-- start --

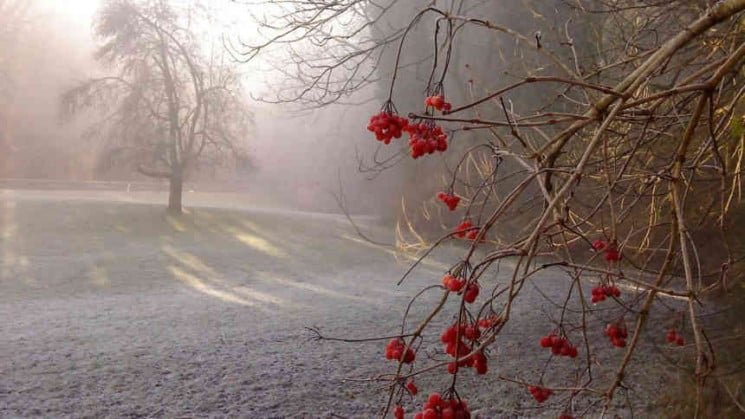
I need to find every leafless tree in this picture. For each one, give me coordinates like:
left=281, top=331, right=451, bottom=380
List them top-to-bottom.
left=63, top=0, right=251, bottom=213
left=242, top=0, right=745, bottom=416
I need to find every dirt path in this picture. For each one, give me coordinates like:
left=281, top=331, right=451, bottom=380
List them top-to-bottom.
left=0, top=191, right=661, bottom=418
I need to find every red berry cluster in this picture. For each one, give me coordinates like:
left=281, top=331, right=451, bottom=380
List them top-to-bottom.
left=424, top=95, right=453, bottom=113
left=367, top=111, right=409, bottom=144
left=405, top=122, right=448, bottom=159
left=437, top=192, right=460, bottom=211
left=455, top=220, right=470, bottom=239
left=592, top=239, right=622, bottom=262
left=442, top=274, right=466, bottom=292
left=592, top=285, right=621, bottom=303
left=440, top=324, right=488, bottom=374
left=605, top=324, right=629, bottom=348
left=667, top=329, right=685, bottom=346
left=541, top=333, right=577, bottom=358
left=385, top=338, right=416, bottom=364
left=405, top=378, right=419, bottom=396
left=528, top=386, right=553, bottom=403
left=414, top=393, right=471, bottom=419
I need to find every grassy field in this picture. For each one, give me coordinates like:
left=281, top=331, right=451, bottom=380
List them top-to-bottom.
left=0, top=190, right=664, bottom=418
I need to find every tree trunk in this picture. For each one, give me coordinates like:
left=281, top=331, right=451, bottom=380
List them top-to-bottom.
left=168, top=169, right=184, bottom=214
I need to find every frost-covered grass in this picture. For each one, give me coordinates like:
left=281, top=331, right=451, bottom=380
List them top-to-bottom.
left=0, top=191, right=661, bottom=418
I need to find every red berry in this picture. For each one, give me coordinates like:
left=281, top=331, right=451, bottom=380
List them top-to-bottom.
left=455, top=220, right=473, bottom=238
left=406, top=378, right=419, bottom=396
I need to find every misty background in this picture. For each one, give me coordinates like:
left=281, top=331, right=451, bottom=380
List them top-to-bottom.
left=0, top=0, right=567, bottom=219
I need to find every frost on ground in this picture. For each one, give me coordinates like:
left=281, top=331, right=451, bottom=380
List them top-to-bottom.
left=0, top=190, right=662, bottom=418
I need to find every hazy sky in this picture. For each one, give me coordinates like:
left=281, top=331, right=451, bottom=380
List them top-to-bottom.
left=39, top=0, right=101, bottom=24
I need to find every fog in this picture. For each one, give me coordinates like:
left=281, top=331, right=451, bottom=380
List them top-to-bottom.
left=0, top=0, right=410, bottom=216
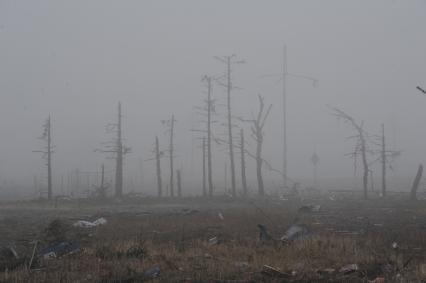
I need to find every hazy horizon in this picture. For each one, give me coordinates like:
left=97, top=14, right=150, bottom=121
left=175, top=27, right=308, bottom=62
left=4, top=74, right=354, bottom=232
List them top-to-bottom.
left=0, top=0, right=426, bottom=199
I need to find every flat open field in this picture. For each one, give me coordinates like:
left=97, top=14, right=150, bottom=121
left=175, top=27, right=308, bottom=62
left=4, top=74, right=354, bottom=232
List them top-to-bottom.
left=0, top=197, right=426, bottom=283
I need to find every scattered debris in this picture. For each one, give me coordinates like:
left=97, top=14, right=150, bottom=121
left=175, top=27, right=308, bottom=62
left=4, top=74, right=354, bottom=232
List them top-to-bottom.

-- end --

Copy all of the rows above word for word, leaving out the pictures.

I need to find every leafless tree in this picture. For each one, give me coordinates like:
left=281, top=331, right=451, bottom=380
List them top-to-bottom.
left=63, top=0, right=251, bottom=213
left=242, top=0, right=745, bottom=416
I need to find every dirt path in this picture. For each one, give me coordinates like:
left=281, top=331, right=451, bottom=380
List them top-to-bottom.
left=0, top=191, right=661, bottom=418
I need to find every red berry cluster in this picture. For each one, give me coordinates like:
left=281, top=331, right=451, bottom=380
List them top-to-bottom.
left=424, top=95, right=453, bottom=113
left=367, top=111, right=409, bottom=144
left=405, top=122, right=448, bottom=159
left=437, top=192, right=460, bottom=211
left=455, top=220, right=470, bottom=239
left=592, top=239, right=622, bottom=262
left=442, top=274, right=466, bottom=292
left=592, top=285, right=621, bottom=303
left=440, top=324, right=488, bottom=374
left=605, top=324, right=629, bottom=348
left=667, top=329, right=685, bottom=346
left=541, top=333, right=577, bottom=358
left=385, top=338, right=416, bottom=364
left=405, top=378, right=419, bottom=396
left=528, top=386, right=553, bottom=403
left=414, top=393, right=471, bottom=419
I need to find every grassy field in this picture. For each one, give me coordinates like:
left=281, top=331, right=451, bottom=380
List them top-to-bottom.
left=0, top=190, right=664, bottom=418
I need to find every tree trunk in this picture. For each one, give me coordinates like:
left=281, top=331, right=451, bottom=380
List them top-to-bottom.
left=168, top=169, right=184, bottom=214
I need to find every frost-covered grass in this picture. For each one, give me coordinates like:
left=281, top=331, right=451, bottom=380
List them top-to-bottom.
left=0, top=191, right=661, bottom=418
I need to find every red berry in this picture. For each one, give me coordinates like:
left=281, top=331, right=451, bottom=380
List them top-to-bottom.
left=455, top=220, right=473, bottom=238
left=406, top=378, right=419, bottom=396
I need to find every misty background in this picture. For each one, give me coordinates like:
left=281, top=331, right=451, bottom=380
List them top-to-bottom.
left=0, top=0, right=567, bottom=219
I need to find every frost on ground in this picture. For each one, give me coordinates like:
left=281, top=331, right=451, bottom=380
List them top-to-bottom.
left=0, top=190, right=662, bottom=418
I need to find every hazy sky in this picture. For each one, give me coordinates like:
left=281, top=331, right=451, bottom=380
List them top-to-bottom.
left=39, top=0, right=101, bottom=24
I need to find every fog in this picture. For each one, give me coordinates like:
left=281, top=331, right=451, bottom=380
List them top-to-bottom.
left=0, top=0, right=410, bottom=216
I need to find every hazy horizon in this picture. For each one, give me coordinates like:
left=97, top=14, right=150, bottom=121
left=175, top=27, right=308, bottom=62
left=4, top=74, right=354, bottom=232
List them top-to-bottom.
left=0, top=0, right=426, bottom=199
I need to find every flat open field in this picture. For each one, give me coordinates like:
left=97, top=14, right=150, bottom=121
left=175, top=27, right=308, bottom=62
left=4, top=74, right=354, bottom=232
List them top-to-bottom.
left=0, top=197, right=426, bottom=283
I need to find every scattered debris in this picture. For each one, give me coordinates like:
left=97, top=14, right=150, bottom=121
left=175, top=27, right=308, bottom=62
left=4, top=74, right=354, bottom=232
List them top-to-bottom.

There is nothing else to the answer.